Stored items
* * * *

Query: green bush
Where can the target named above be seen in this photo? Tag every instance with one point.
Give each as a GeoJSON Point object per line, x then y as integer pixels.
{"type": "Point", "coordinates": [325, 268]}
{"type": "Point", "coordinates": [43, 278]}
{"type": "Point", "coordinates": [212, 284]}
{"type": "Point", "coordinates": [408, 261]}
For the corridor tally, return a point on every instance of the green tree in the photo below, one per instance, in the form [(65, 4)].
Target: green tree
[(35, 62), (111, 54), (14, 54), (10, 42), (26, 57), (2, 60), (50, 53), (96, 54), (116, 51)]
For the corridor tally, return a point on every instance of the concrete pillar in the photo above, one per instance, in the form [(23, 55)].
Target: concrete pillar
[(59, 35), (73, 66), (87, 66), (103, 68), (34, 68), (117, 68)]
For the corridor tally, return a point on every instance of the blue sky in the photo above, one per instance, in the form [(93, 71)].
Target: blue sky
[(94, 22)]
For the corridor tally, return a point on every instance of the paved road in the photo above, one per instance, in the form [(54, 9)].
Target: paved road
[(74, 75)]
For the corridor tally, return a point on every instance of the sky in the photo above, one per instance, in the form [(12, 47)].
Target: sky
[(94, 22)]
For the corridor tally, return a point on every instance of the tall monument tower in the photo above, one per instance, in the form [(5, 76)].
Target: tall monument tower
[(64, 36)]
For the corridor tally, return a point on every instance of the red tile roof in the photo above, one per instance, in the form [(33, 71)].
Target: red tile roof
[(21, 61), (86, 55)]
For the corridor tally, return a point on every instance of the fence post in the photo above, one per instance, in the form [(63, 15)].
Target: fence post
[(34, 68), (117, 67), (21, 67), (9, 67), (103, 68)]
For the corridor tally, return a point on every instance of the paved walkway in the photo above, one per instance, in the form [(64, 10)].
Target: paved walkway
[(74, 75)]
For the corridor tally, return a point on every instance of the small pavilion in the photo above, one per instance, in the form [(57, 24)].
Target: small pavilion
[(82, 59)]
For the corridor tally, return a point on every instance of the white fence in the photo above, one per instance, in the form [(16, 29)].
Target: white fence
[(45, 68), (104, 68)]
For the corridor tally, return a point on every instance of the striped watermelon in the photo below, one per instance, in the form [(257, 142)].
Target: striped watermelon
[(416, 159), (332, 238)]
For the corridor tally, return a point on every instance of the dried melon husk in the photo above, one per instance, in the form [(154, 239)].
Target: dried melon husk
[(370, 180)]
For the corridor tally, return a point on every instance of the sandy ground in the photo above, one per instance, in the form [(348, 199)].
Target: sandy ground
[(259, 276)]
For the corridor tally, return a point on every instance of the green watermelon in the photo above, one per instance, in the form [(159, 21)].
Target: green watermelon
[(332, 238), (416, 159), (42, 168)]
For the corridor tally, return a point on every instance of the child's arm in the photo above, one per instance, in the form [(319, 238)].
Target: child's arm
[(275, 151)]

* * * *

Action item – The lines from the one holding "form [(348, 199)]." to the end of the entries are to be repeated exactly, with both ends included and nothing else.

Answer space –
For the corridor tally, return a point on every instance of the sandy ground in the photo above, one per instance, in the form [(348, 199)].
Target: sandy ground
[(259, 276)]
For the corridor tally, return a point on every instance of the green watermelon in the photo above, one per instance, in the form [(159, 21)].
Target: green watermelon
[(332, 238), (416, 159), (42, 168)]
For the corridor tally, return a point on every instance of the child's arm in the photo above, one per instance, in the form [(319, 238)].
Target: child's arm
[(275, 151)]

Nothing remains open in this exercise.